* 所给摘录:
• Flink系列文档-(YY11)-watermark工作机制


    1 WaterMark生成工作机制

     观察源码

    1. public class BoundedOutOfOrdernessWatermarks implements WatermarkGenerator {
    2.    /** The maximum timestamp encountered so far. */
    3.    private long maxTimestamp;
    4.    /** The maximum out-of-orderness that this watermark generator assumes. */
    5.    private final long outOfOrdernessMillis;
    6.    /**
    7.     * Creates a new watermark generator with the given out-of-orderness bound.
    8.     *
    9.     * @param maxOutOfOrderness The bound for the out-of-orderness of the event timestamps.
    10.     */
    11.    public BoundedOutOfOrdernessWatermarks(Duration maxOutOfOrderness) {
    12.        checkNotNull(maxOutOfOrderness, "maxOutOfOrderness");
    13.        checkArgument(!maxOutOfOrderness.isNegative(), "maxOutOfOrderness cannot be negative");
    14.        this.outOfOrdernessMillis = maxOutOfOrderness.toMillis();
    15.        // start so that our lowest watermark would be Long.MIN_VALUE.

* 所给数据:
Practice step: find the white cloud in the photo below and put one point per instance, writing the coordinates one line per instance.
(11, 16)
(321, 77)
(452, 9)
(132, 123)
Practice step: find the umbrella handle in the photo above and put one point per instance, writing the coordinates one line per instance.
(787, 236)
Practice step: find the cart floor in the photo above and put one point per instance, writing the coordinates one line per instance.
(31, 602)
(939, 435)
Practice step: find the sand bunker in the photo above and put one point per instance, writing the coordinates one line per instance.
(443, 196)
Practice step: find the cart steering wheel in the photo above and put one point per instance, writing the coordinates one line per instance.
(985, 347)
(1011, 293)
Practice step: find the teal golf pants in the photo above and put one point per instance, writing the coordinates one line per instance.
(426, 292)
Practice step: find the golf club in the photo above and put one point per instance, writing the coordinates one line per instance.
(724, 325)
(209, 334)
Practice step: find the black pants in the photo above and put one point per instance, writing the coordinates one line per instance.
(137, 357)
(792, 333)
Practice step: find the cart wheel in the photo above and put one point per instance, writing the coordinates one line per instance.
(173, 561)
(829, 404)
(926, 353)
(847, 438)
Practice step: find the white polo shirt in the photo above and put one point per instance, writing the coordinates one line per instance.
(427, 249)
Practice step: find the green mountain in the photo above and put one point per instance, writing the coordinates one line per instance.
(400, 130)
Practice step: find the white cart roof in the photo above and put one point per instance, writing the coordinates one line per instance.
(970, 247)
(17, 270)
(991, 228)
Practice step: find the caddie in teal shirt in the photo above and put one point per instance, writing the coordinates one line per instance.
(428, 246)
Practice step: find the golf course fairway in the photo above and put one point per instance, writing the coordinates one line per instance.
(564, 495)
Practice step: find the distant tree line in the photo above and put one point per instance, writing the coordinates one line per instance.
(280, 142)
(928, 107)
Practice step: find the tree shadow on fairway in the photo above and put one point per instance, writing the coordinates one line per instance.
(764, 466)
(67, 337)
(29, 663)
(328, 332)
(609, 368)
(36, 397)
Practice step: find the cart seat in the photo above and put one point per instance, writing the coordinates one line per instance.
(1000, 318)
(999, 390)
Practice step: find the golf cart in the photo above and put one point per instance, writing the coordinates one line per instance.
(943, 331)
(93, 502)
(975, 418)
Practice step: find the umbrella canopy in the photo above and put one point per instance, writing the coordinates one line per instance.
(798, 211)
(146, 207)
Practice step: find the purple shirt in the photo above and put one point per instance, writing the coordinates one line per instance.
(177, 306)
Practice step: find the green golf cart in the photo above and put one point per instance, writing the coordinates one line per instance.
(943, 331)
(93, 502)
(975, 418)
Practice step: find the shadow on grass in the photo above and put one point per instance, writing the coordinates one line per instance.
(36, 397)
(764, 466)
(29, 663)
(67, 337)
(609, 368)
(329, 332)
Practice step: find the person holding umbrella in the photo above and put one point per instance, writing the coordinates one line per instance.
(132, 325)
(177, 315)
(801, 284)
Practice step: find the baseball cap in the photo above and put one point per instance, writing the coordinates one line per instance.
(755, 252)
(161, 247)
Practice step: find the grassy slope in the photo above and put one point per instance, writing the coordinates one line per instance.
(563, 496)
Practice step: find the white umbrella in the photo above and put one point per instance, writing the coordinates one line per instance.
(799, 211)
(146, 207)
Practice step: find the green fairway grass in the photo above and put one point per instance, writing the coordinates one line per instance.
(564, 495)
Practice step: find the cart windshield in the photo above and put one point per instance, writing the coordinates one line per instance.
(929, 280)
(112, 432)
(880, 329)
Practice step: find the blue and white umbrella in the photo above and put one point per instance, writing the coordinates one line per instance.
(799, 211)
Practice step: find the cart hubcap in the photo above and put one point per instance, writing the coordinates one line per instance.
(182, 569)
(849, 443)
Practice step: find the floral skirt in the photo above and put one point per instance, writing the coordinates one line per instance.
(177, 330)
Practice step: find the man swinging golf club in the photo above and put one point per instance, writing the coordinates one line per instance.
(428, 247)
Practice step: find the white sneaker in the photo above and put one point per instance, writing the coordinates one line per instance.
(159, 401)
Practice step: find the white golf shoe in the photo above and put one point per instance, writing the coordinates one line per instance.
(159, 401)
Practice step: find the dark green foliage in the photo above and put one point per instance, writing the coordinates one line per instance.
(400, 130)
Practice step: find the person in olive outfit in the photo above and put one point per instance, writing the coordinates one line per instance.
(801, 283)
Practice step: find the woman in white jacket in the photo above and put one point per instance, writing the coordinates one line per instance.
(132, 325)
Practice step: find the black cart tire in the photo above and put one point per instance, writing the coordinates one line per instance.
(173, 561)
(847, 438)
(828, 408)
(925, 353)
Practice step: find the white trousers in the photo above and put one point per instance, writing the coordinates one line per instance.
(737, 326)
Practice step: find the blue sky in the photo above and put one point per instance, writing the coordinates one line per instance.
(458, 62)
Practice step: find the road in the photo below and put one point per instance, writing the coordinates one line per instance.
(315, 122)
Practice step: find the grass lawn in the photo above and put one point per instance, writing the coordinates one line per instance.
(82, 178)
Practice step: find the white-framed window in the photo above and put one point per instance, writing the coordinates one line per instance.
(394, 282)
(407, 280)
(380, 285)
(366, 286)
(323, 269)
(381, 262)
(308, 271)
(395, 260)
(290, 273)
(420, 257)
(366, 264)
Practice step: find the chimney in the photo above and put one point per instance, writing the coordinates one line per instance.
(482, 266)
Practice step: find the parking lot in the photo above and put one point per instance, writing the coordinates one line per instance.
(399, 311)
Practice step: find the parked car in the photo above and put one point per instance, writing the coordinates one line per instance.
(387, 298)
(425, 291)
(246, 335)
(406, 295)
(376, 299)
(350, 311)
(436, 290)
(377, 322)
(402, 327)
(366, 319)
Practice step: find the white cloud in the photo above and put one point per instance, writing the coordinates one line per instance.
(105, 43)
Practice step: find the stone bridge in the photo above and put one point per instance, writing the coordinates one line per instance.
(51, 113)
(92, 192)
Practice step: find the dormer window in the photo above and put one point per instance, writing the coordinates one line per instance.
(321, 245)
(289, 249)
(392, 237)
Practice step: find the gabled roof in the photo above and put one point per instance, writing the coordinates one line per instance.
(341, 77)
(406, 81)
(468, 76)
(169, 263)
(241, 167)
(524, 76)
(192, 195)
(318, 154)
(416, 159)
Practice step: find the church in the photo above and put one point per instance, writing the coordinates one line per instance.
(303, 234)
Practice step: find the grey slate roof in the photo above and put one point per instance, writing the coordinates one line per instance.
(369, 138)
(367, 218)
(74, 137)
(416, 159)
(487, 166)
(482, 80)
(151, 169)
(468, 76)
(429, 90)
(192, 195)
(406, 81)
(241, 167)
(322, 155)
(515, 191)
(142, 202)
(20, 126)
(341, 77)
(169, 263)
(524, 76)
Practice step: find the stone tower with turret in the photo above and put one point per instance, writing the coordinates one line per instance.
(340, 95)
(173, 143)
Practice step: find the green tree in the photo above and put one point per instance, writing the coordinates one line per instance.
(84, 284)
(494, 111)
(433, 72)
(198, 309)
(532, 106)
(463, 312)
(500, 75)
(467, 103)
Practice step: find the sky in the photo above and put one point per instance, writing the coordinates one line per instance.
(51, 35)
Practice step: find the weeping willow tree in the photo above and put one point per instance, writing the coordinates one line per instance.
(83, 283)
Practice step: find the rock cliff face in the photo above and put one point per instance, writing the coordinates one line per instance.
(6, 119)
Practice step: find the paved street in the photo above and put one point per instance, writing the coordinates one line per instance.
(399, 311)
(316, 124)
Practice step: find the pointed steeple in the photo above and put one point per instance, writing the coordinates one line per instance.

* 练习说明:
请按出现顺序，列出所给摘录里构造方法 BoundedOutOfOrdernessWatermarks 的方法体中调用的全部方法名。

* 完整答案:
checkNotNull、checkArgument、isNegative、toMillis